* [Problem to solve]
Return each line of the material verbatim.

-=-=-

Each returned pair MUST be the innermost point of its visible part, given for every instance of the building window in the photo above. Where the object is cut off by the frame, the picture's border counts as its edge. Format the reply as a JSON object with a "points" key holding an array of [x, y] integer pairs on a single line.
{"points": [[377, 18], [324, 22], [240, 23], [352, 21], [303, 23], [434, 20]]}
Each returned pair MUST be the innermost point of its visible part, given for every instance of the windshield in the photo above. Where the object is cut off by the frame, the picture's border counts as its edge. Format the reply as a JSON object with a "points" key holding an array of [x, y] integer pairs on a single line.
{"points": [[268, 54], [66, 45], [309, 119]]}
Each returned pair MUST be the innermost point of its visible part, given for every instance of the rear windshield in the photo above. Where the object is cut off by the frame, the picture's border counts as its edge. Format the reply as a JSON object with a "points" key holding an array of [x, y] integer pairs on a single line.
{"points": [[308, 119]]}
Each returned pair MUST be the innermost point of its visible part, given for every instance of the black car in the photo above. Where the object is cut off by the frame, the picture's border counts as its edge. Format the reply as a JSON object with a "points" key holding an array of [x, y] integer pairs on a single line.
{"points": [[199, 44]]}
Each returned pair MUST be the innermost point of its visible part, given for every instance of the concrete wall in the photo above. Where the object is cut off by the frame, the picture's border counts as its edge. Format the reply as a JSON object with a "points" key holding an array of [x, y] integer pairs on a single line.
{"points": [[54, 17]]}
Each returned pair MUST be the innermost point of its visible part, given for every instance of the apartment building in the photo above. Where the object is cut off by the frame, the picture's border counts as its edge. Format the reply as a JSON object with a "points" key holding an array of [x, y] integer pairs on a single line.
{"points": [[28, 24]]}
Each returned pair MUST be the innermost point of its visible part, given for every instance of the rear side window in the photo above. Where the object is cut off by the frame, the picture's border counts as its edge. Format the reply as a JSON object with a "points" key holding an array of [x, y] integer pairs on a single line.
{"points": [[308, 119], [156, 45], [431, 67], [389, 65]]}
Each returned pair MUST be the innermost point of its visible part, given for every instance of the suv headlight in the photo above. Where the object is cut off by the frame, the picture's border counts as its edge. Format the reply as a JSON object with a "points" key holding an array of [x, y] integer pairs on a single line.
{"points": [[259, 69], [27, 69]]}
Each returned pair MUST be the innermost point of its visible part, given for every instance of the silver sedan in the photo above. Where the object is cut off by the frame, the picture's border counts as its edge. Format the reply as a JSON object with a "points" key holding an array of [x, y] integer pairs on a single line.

-=-=-

* [Your solution]
Each returned pair MUST be the innermost point of its visible part, given for every instance of the building window in the photo above. Where the object is cut off by the frame, the picture's border counts as its edge. Format the reply as a JSON object with a "points" key holding an array of [x, y] integer pairs on a single line.
{"points": [[377, 18], [324, 22], [240, 23], [352, 21], [303, 23], [434, 20]]}
Each returned pair MUST be the innermost point of its visible part, given for every instance of the windshield in the photo above. Where the object is cut off by the frame, the picture's border counts as its edge. Format the reply as a JSON object with a "points" key holding an array of [x, y] integer pairs on a single line.
{"points": [[268, 54], [66, 45], [309, 119]]}
Each returned pair MUST be the innermost point of its visible part, given for every instance of the rear windshield in the photo above. Where the object is cut off by the frame, the picture's border counts as its edge. Format the reply as a JSON object with a "points" key holding an array of [x, y] integer pairs on a single line.
{"points": [[308, 119]]}
Each returned pair MUST be the innermost point of its visible part, given for every instance of the black car in the photo above. Where the object is cut off by the frame, the picture's border counts as its edge. Format the reply as a JSON object with a "points" key holding an array of [x, y] integer pairs on a single line.
{"points": [[199, 44]]}
Each returned pair MUST be the innermost point of its visible part, given for every instance of the concrete wall in the photo above. Where the object is cut off by the frame, the picture's border counts as its edge. Format the reply as a JSON object with a "points" key holding an array of [x, y] integer pairs on a single line.
{"points": [[54, 17]]}
Each returned pair MUST be the innermost point of its visible part, given for every instance of the apartment building in the photo above. Where the object is cut off by the frame, the picture's border counts as its edge. Format the reply as a JSON object with a "points" key holding an array of [x, y] integer pairs on a single line.
{"points": [[28, 24]]}
Each returned pair MUST be the innermost point of its visible part, given for every instance of the rear side window in the photo above. Where the object is cut off by the frame, the picture's border counts as its edge. Format the reply as a JSON object with a "points" key holding an array of [x, y] integer pairs on a single line.
{"points": [[308, 119], [156, 45], [431, 67], [389, 65]]}
Each returned pair MUST be the innermost point of its visible part, given for every instance of the suv headlight in the photo above. Where the object is cut off by the frame, the picture's border counts as its edge. Format the reply as a JSON object with a "points" key holding an array of [x, y] integer pairs on a single line.
{"points": [[259, 69], [27, 69]]}
Each returned pair MUST be the innermost point of its visible part, given for every instance of the silver sedan in the photo above. Where the object is cut off by the frame, the picture's border counts as its edge. Format the reply as a JSON object with a "points" key holding an array of [x, y] integer pairs on a single line.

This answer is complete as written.